# Task details
Emit only the lines from the line containing "Could you point out the river" through the last line of the entries, unchanged.

Point labeling dataset excerpts
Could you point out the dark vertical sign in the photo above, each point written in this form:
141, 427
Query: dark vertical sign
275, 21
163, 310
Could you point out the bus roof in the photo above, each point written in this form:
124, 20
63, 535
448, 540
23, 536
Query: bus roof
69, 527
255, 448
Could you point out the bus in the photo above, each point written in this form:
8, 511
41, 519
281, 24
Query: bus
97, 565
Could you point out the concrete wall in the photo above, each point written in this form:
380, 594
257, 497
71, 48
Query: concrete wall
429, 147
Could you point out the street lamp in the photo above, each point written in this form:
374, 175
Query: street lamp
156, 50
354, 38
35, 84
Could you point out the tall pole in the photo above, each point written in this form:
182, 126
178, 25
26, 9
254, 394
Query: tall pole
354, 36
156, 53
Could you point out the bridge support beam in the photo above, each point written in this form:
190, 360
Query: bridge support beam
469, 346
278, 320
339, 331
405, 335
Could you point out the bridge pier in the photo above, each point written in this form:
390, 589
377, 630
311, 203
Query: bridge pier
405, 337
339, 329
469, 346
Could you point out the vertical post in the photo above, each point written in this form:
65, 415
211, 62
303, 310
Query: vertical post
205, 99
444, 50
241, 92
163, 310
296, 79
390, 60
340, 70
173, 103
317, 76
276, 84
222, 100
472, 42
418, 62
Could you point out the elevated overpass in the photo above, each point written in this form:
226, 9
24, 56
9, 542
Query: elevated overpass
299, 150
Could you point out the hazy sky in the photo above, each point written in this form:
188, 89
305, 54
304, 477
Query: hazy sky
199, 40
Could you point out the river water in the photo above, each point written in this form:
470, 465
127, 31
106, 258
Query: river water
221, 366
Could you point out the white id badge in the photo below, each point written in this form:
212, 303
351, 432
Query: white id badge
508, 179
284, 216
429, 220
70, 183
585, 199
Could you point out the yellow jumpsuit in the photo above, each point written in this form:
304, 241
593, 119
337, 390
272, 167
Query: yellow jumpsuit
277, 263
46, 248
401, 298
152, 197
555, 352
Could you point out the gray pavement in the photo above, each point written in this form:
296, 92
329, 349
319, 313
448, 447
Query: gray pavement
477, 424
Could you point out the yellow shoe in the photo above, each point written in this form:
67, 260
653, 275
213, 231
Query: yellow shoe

# The result
Could you point out the river water in the photo above, each point written in this form:
470, 465
127, 31
106, 258
Query: river water
221, 366
Could you point out the white id badge in the photo below, each point written in this form:
212, 303
351, 432
Query: white id badge
508, 179
284, 216
429, 220
70, 183
585, 199
Could you point out the yellow jumpsuit in the photo above, each point written in this form:
304, 241
593, 119
337, 390
272, 167
Query: yellow jumpsuit
277, 263
46, 248
401, 298
152, 197
555, 352
Could you point out the gray pavement in the photo above, each point written in this form:
296, 92
329, 349
319, 313
448, 447
Query: gray pavement
477, 424
Could you point out the yellow shoe in the photo above, each point written in this form:
67, 260
653, 275
213, 231
Query: yellow shoe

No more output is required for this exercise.